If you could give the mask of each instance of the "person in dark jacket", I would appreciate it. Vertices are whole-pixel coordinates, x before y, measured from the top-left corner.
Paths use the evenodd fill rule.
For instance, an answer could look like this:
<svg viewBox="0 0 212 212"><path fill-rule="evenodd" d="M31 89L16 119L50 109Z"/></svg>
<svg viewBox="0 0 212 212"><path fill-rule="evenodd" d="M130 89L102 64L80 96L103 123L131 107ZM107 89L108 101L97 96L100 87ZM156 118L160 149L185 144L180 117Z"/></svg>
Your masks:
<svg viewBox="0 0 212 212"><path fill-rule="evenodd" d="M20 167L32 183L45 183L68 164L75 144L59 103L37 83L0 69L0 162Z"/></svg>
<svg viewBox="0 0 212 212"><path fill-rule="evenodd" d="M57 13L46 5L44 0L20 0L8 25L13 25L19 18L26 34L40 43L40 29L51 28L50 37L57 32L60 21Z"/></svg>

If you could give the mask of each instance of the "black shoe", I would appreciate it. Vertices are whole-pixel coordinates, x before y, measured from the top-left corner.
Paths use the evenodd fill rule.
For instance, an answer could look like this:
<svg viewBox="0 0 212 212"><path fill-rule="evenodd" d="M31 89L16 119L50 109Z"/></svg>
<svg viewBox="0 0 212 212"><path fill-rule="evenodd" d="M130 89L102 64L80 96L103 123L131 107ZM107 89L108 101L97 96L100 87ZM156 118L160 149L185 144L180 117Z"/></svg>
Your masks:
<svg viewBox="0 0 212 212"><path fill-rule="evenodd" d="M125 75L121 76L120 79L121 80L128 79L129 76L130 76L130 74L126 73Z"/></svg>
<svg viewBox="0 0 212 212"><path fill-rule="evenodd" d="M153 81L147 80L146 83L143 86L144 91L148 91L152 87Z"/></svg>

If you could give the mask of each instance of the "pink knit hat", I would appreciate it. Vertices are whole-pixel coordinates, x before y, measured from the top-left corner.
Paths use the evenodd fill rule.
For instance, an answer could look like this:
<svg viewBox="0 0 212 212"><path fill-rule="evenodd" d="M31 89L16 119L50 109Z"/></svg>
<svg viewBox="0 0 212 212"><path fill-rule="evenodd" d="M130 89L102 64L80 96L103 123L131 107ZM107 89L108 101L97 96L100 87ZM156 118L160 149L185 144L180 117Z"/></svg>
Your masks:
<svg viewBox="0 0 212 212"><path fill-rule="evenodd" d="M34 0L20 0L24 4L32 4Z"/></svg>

^^^^

GIVEN TASK: Copy the entries above in full, switching every "top-left corner" to "upper-left corner" and leaving everything else unchanged.

ANSWER FOR THIS EXERCISE:
If you could give the mask of each instance of the "person in dark jacket", I would appreciate it. Vertices are whole-pixel coordinates, x before y, measured from the upper-left corner.
Paths use the evenodd fill rule.
For instance, an answer could look like this:
<svg viewBox="0 0 212 212"><path fill-rule="evenodd" d="M31 89L16 119L50 109Z"/></svg>
<svg viewBox="0 0 212 212"><path fill-rule="evenodd" d="M130 89L102 64L80 96L103 123L131 107ZM107 89L108 101L97 96L100 87ZM156 118L160 149L185 144L180 117Z"/></svg>
Your masks:
<svg viewBox="0 0 212 212"><path fill-rule="evenodd" d="M20 167L32 183L45 183L68 164L75 144L59 103L37 83L0 69L0 162Z"/></svg>
<svg viewBox="0 0 212 212"><path fill-rule="evenodd" d="M57 13L46 5L44 0L20 0L8 25L13 25L19 18L26 34L40 43L40 29L51 28L50 37L57 32L60 21Z"/></svg>

If you could give the mask of each instance of the "black shoe", I would appreciate it. Vertices are whole-pixel coordinates, x before y, measured from the upper-left corner.
Paths use the evenodd fill rule.
For instance, an answer could look like this:
<svg viewBox="0 0 212 212"><path fill-rule="evenodd" d="M31 89L16 119L50 109Z"/></svg>
<svg viewBox="0 0 212 212"><path fill-rule="evenodd" d="M130 89L102 64L80 96L103 123L131 107ZM107 89L108 101L97 96L100 87ZM156 118L160 149L185 144L180 117Z"/></svg>
Your masks:
<svg viewBox="0 0 212 212"><path fill-rule="evenodd" d="M125 75L121 76L120 79L121 80L128 79L129 76L130 76L130 74L126 73Z"/></svg>
<svg viewBox="0 0 212 212"><path fill-rule="evenodd" d="M153 81L147 80L146 83L143 86L144 91L148 91L152 87Z"/></svg>

If you could give the mask of each instance of the "pink knit hat", I would appreciate it. Vertices are whole-pixel coordinates, x before y, measured from the upper-left corner.
Paths use the evenodd fill rule.
For instance, an answer could look like this:
<svg viewBox="0 0 212 212"><path fill-rule="evenodd" d="M31 89L16 119L50 109Z"/></svg>
<svg viewBox="0 0 212 212"><path fill-rule="evenodd" d="M130 89L102 64L80 96L103 123L131 107ZM107 89L108 101L97 96L100 87ZM156 118L160 149L185 144L180 117Z"/></svg>
Your masks:
<svg viewBox="0 0 212 212"><path fill-rule="evenodd" d="M34 0L20 0L24 4L32 4Z"/></svg>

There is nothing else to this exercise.